Reading text:
<<<<

DAVIDSON COUNTY — Davidson County Board of Commissioners were brought up to speed Thursday on pending litigation the county is part of against opioid manufacturers and distributors.
Davidson County Attorney Chuck Frye explained to commissioners that the state’s Department of Justice and its Association of County Commissioners collaborated to define a settlement fund allocation model. Its goal, he said, was to ensure resources reach communities as quickly, effectively and directly as possible.
“Probably the most important piece is that there is the expectation that a national settlement agreement will be forthcoming,” Frye said. “This will be a settlement with the ‘big three’ drug distributors and an anticipated resolution of the Purdue Pharma bankruptcy case.”
In North Carolina, 76 counties and eight municipalities have filed lawsuits in federal court to hold accountable several companies involved in manufacturing, marketing, promoting and distributing prescription opioid drugs. Those cases, along with thousands of others across the country were consolidated into multi-district litigation.

>>>>

Record excerpts:
<<<<

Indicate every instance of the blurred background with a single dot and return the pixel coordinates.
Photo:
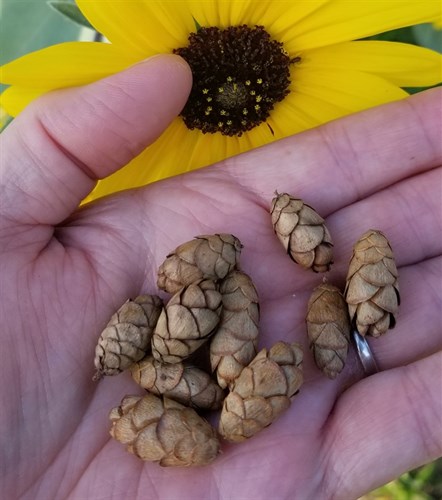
(28, 25)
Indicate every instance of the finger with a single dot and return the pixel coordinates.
(383, 426)
(345, 160)
(55, 151)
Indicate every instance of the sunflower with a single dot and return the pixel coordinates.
(262, 70)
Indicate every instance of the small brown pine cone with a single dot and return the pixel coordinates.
(164, 431)
(235, 342)
(126, 338)
(187, 321)
(328, 328)
(302, 232)
(262, 391)
(372, 290)
(207, 256)
(186, 384)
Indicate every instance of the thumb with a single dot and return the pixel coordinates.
(54, 152)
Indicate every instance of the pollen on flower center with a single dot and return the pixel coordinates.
(239, 73)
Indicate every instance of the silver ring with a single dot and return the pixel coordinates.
(365, 355)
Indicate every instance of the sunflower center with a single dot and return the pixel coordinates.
(239, 73)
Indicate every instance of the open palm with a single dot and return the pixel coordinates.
(65, 271)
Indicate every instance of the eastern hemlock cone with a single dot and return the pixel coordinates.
(262, 391)
(126, 338)
(235, 342)
(302, 232)
(189, 318)
(206, 256)
(164, 431)
(186, 384)
(372, 290)
(328, 329)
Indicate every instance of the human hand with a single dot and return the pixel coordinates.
(65, 271)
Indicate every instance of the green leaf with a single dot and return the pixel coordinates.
(427, 36)
(71, 11)
(405, 35)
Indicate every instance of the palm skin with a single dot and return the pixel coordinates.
(339, 438)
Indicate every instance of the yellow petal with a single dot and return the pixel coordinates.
(142, 27)
(343, 20)
(346, 90)
(402, 64)
(15, 99)
(65, 65)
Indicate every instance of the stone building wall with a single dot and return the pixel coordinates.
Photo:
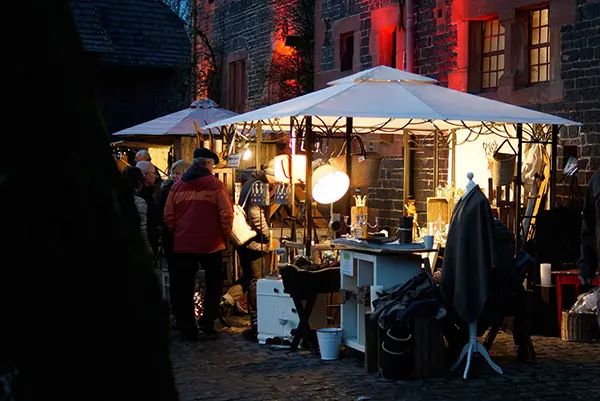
(580, 73)
(242, 29)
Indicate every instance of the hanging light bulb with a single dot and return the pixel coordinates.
(282, 168)
(247, 153)
(329, 184)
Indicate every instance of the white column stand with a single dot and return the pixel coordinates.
(472, 347)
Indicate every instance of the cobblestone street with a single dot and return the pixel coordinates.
(232, 368)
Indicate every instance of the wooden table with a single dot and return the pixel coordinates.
(568, 277)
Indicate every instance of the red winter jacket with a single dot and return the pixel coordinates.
(199, 213)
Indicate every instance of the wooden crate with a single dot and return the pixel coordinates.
(429, 351)
(579, 327)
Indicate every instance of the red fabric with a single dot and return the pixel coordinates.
(199, 213)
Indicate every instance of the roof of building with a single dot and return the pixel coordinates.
(132, 32)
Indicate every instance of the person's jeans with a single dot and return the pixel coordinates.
(183, 281)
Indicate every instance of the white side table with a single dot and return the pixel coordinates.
(360, 269)
(272, 302)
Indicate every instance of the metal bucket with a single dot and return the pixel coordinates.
(365, 166)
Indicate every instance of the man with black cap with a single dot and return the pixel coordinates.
(199, 213)
(252, 254)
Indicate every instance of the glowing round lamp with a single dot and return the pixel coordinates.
(329, 184)
(282, 168)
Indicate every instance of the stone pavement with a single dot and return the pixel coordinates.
(232, 368)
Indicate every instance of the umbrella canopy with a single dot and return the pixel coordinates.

>>>>

Prompt A: Please retype the opioid litigation article from "Davidson County Attorney" up to and including "directly as possible.".
Prompt B: According to the opioid litigation article, how many North Carolina counties have filed lawsuits in federal court?
Rely only on the opioid litigation article, not on the lines.

Response area A:
Davidson County Attorney Chuck Frye explained to commissioners that the state’s Department of Justice and its Association of County Commissioners collaborated to define a settlement fund allocation model. Its goal, he said, was to ensure resources reach communities as quickly, effectively and directly as possible.

Response area B: 76 counties